[Location identification items]
-=-=-=-=-

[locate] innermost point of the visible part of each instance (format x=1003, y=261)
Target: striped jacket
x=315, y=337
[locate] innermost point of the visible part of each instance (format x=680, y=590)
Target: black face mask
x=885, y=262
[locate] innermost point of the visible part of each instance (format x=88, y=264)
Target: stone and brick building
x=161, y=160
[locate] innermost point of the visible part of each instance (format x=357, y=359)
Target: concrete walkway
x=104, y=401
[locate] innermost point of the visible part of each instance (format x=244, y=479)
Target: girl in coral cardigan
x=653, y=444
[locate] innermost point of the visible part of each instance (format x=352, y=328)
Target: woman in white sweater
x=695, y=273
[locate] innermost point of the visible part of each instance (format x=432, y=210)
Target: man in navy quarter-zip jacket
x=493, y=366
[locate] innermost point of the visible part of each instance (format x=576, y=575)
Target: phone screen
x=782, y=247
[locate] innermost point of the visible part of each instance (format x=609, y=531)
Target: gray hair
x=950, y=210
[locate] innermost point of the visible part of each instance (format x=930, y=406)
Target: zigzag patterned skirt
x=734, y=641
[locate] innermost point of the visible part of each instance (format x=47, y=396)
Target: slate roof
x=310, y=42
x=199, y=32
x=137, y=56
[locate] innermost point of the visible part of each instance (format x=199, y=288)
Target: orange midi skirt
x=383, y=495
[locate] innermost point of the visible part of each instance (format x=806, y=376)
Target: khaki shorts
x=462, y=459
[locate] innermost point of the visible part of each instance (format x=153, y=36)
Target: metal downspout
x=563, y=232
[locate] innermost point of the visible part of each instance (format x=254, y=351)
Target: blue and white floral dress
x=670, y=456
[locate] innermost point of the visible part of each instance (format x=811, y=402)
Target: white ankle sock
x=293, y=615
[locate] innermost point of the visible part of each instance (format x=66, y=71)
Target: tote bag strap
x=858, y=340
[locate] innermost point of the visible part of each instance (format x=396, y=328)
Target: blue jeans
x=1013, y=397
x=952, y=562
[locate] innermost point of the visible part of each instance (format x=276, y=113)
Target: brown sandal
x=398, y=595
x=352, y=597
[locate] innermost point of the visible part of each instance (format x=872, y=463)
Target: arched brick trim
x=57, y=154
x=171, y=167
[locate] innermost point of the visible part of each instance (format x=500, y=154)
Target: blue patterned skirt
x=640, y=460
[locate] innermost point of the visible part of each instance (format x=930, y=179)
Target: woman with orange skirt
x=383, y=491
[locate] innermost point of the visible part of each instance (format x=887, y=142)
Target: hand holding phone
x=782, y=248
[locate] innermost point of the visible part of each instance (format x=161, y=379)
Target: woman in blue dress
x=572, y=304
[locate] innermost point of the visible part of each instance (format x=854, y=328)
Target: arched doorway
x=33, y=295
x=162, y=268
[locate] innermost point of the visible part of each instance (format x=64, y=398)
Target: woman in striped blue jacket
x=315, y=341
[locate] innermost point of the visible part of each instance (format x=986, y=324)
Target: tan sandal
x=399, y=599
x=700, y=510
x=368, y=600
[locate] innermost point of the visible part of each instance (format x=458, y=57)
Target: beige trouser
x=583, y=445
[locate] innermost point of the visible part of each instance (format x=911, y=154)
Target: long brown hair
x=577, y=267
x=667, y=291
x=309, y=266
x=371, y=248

-=-=-=-=-

_What is required_
Convert every row above into a two-column CSV with the header line item,coordinates, giving each row one line. Put the row's full text in item and its answer in coordinates, with each field in double quotes and any line breaks replaced by spaces.

_Task response_
item,coordinates
"[locate] innermost point of the visible part of each instance (format x=1003, y=261) Target: striped jacket","x=315, y=337"
"[locate] innermost point of the visible part of each instance (format x=680, y=590) Target: black face mask","x=885, y=262"
"[locate] innermost point of the visible part of each instance (format x=88, y=264) Target: stone and brick building","x=161, y=160"
"[locate] innermost point of the visible part of each instance (format x=357, y=359) Target: concrete walkway","x=104, y=401"
"[locate] innermost point of the visible part of each instance (format x=244, y=479) Target: girl in coral cardigan","x=653, y=444"
"[locate] innermost point of the visible part of each instance (format x=352, y=328) Target: woman in white sweater","x=695, y=273"
"[locate] innermost point of the visible part of each instance (format x=432, y=210) Target: man in navy quarter-zip jacket","x=493, y=366"
"[locate] innermost point of the visible part of each instance (format x=576, y=575) Target: phone screen","x=782, y=247"
"[locate] innermost point of the visible part of each instance (format x=609, y=531) Target: gray hair","x=950, y=210"
"[locate] innermost point of the visible part of each instance (format x=930, y=406) Target: zigzag patterned skirt","x=734, y=641"
"[locate] innermost point of the visible part of each instance (format x=47, y=396) Target: slate roof","x=310, y=42 x=199, y=32 x=137, y=56"
"[locate] innermost point of the visible part of each instance (format x=199, y=288) Target: orange midi skirt","x=383, y=495"
"[locate] innermost point of the visible part of each instance (format x=806, y=376) Target: khaki shorts","x=462, y=459"
"[locate] innermost point of the visible part of each instance (format x=153, y=36) Target: metal downspout","x=563, y=232"
"[locate] innermost point of the visible part of each instance (format x=254, y=351) Target: blue and white floral dress","x=670, y=456"
"[locate] innermost point of the visible part of each instance (format x=811, y=402) Target: white ankle sock","x=293, y=615"
"[locate] innermost point of the visible part of each instance (format x=66, y=71) Target: tote bag strap","x=858, y=340"
"[locate] innermost point of the visible part of each instance (format x=396, y=328) Target: blue jeans","x=1013, y=397 x=952, y=562"
"[locate] innermost point of the visible part of each instance (format x=276, y=113) Target: brown sandal","x=398, y=595 x=352, y=597"
"[locate] innermost point of the visible part of each instance (format x=872, y=463) Target: arched brick trim","x=57, y=154 x=171, y=167"
"[locate] innermost point of the visible part of each instance (format x=500, y=154) Target: blue patterned skirt","x=640, y=460"
"[locate] innermost point of the visible part of each instance (format x=930, y=179) Target: woman with orange skirt","x=383, y=491"
"[locate] innermost point of the visible part of each instance (format x=887, y=142) Target: hand holding phone","x=782, y=248"
"[locate] innermost point of the visible part of each instance (format x=161, y=379) Target: woman in blue dress","x=572, y=304"
"[locate] innermost point of the visible part of each instance (format x=854, y=328) Target: arched doorway","x=33, y=295 x=162, y=268"
"[locate] innermost point of the visible part of each instance (format x=64, y=398) Target: woman in striped blue jacket","x=315, y=341"
"[locate] innermost point of the visible part of each instance (format x=986, y=324) Target: tan sandal","x=399, y=599 x=700, y=510 x=368, y=600"
"[locate] innermost point of the visible part of each instance (format x=458, y=57) Target: beige trouser","x=583, y=445"
"[locate] innermost point of the visible part of each instance (format x=911, y=154) Target: long brown hair","x=577, y=267 x=667, y=291 x=309, y=266 x=371, y=248"